Task description => Rewrite the rows below as a two-column CSV with columns text and answer, one line per row, each field quoted and line breaks turned into spaces, beginning at the line that has "point: player's face" and stopping after the last row. Leave the pictures out.

Given records =>
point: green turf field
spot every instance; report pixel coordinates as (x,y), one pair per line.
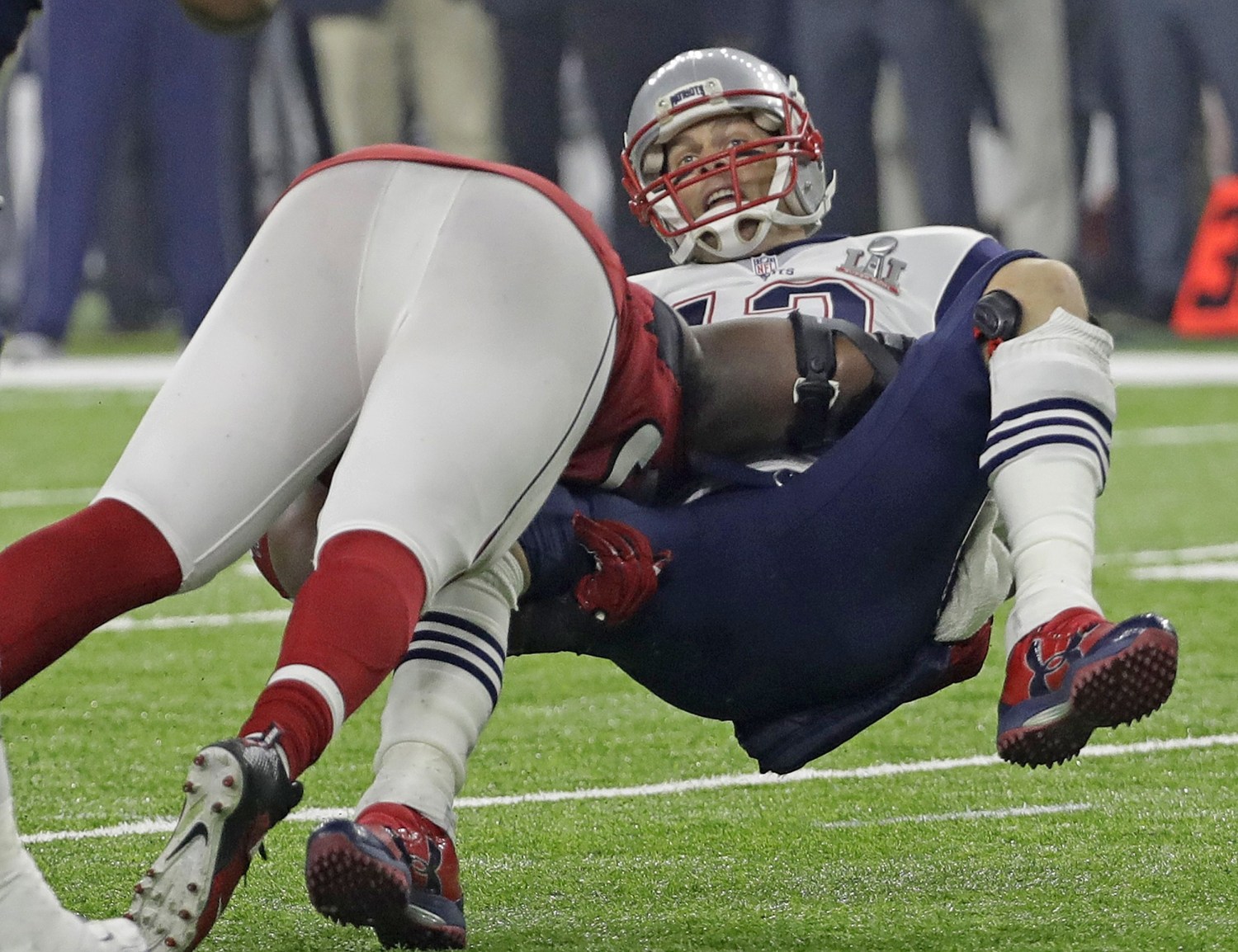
(910,837)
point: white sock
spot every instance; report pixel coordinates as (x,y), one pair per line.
(443,694)
(1047,457)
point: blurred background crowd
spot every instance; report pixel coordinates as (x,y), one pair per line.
(141,153)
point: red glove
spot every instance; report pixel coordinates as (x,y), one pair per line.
(628,568)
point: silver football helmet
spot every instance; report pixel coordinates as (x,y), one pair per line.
(700,84)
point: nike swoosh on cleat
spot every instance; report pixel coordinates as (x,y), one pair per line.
(197,830)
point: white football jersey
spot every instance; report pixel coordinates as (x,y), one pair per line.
(888,281)
(896,281)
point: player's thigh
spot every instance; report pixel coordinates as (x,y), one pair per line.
(487,385)
(267,389)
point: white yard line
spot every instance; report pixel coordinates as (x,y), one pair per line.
(725,781)
(965,815)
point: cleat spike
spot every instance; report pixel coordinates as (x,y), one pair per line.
(395,873)
(1079,672)
(237,790)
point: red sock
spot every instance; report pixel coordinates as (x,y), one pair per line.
(62,582)
(352,620)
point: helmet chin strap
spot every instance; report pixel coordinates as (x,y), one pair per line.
(728,244)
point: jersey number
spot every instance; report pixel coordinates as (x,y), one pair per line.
(839,299)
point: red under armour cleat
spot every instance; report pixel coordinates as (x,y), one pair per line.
(393,870)
(1077,672)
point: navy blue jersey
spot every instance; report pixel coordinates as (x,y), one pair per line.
(825,588)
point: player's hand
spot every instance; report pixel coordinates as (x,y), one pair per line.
(626,568)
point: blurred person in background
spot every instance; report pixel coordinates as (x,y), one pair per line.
(618,51)
(1023,46)
(837,49)
(1164,49)
(384,62)
(98,57)
(35,919)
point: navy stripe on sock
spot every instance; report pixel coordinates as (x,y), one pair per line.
(1057,403)
(423,653)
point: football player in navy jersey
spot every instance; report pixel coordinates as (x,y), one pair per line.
(806,596)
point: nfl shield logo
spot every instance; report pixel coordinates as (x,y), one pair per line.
(764,265)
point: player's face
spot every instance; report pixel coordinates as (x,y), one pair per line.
(716,136)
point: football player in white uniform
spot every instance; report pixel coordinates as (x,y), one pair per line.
(858,583)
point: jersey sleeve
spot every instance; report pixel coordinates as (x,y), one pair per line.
(983,250)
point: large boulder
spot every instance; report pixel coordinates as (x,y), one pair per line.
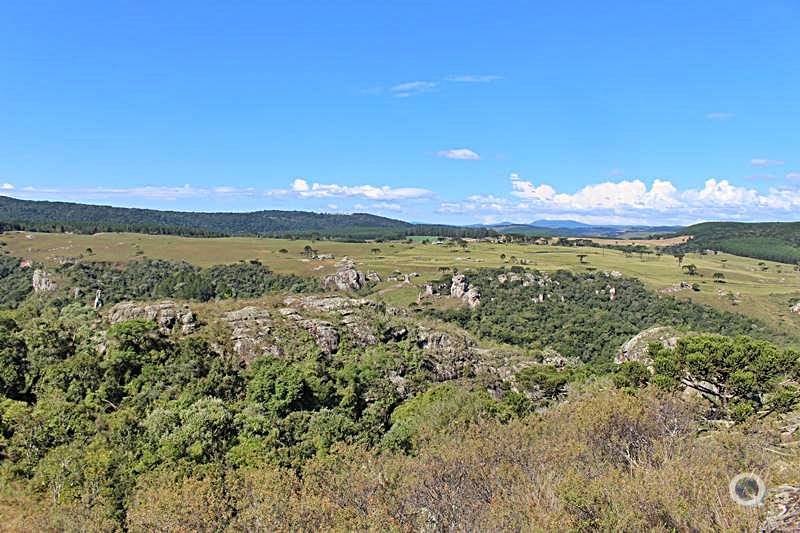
(347,278)
(42,282)
(447,355)
(355,314)
(635,348)
(169,316)
(323,332)
(459,288)
(251,334)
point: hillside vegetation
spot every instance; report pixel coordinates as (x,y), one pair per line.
(62,217)
(307,410)
(773,241)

Task result =>
text,answer
"point: player's face spot every instance; report pixel coordinates as (x,y), one pair per line.","(716,136)"
"point: football player in white uniform spot every instance; report pixel coordinates as (x,y), one pair per line.","(858,583)"
"point: jersey sleeve spot every instance; report pixel coordinates as (x,y), one pair per line.","(983,250)"
"point: large boulder spot every instance; report pixel coordinates as (x,y), one pair per line.","(347,278) (42,282) (447,355) (355,314) (635,348) (169,316) (323,332) (459,288) (251,334)"
"point: hillside vegetation spot every instance; report pixel coordinates as (x,y), one pair per line.","(62,217) (307,410) (773,241)"